Pointing dataset entries
---

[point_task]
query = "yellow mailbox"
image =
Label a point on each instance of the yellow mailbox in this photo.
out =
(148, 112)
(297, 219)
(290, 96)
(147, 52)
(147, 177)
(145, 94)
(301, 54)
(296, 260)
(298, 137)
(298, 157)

---

* [Task prompt]:
Return every line of the entries above unchanged, in the original order.

* [Result for this exercise]:
[point_task]
query = "yellow mailbox"
image =
Label a point on each instance of the yellow mailbox in this photo.
out =
(148, 112)
(297, 219)
(290, 96)
(147, 52)
(147, 177)
(145, 94)
(301, 54)
(296, 260)
(298, 137)
(298, 157)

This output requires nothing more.